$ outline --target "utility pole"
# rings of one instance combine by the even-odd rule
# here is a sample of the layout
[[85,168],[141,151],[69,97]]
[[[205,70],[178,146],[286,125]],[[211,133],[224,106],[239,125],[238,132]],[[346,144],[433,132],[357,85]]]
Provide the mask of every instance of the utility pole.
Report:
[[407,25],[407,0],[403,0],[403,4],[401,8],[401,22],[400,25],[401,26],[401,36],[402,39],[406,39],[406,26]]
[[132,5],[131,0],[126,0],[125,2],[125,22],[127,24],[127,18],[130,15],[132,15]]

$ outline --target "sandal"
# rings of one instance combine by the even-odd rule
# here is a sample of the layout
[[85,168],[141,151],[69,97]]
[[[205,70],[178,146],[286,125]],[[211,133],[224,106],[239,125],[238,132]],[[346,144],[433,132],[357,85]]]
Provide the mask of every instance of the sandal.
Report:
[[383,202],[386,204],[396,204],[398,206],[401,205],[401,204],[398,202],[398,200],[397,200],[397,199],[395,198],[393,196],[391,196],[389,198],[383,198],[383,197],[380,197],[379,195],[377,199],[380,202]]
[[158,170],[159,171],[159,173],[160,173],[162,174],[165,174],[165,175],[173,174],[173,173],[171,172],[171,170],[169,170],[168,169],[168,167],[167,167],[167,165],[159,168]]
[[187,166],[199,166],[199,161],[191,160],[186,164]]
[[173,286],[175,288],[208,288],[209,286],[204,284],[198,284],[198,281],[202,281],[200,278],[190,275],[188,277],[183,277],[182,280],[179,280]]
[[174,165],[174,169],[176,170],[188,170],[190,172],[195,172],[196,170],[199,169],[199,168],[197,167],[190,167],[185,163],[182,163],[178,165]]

-.-.-

▸ REQUIRED TASK:
Please output the entries above, every line exactly as it reads.

▸ EXPECTED ANSWER:
$ outline --target "utility pole"
# rings of one instance combine by the even-odd rule
# here is a sample of the layout
[[85,168],[141,151],[69,97]]
[[[205,70],[178,146],[286,125]],[[211,133],[224,106],[239,125],[238,132]],[[346,144],[433,132],[357,85]]]
Provide the mask of every instance of the utility pole.
Report:
[[407,25],[407,0],[403,0],[403,4],[401,8],[401,22],[400,25],[401,26],[401,36],[402,39],[406,39],[406,26]]
[[132,5],[131,0],[126,0],[125,2],[125,22],[127,24],[127,18],[130,15],[132,15]]

$ outline --target "sandal"
# rings of one instance combine by the even-odd rule
# here is a sample of the layout
[[85,168],[141,151],[69,97]]
[[[205,70],[178,146],[286,125]],[[211,133],[224,106],[239,125],[238,132]],[[346,144],[433,132],[357,85]]]
Provide the mask of every instance of the sandal.
Report:
[[383,202],[386,204],[396,204],[398,206],[401,205],[401,204],[398,202],[398,200],[397,200],[397,199],[395,198],[393,196],[391,196],[389,198],[383,198],[383,197],[380,197],[379,195],[377,199],[380,202]]
[[158,170],[159,171],[159,173],[160,173],[162,174],[165,174],[165,175],[173,174],[173,173],[171,172],[171,170],[169,170],[168,169],[168,167],[167,167],[167,165],[159,168]]
[[187,166],[199,166],[199,161],[191,160],[186,164]]
[[173,286],[175,288],[208,288],[209,286],[204,284],[198,284],[198,281],[202,281],[200,278],[190,275],[188,277],[183,277],[182,280],[179,280]]
[[174,165],[174,169],[176,170],[188,170],[190,172],[195,172],[196,170],[199,169],[199,168],[197,167],[190,167],[185,163],[182,163],[178,165]]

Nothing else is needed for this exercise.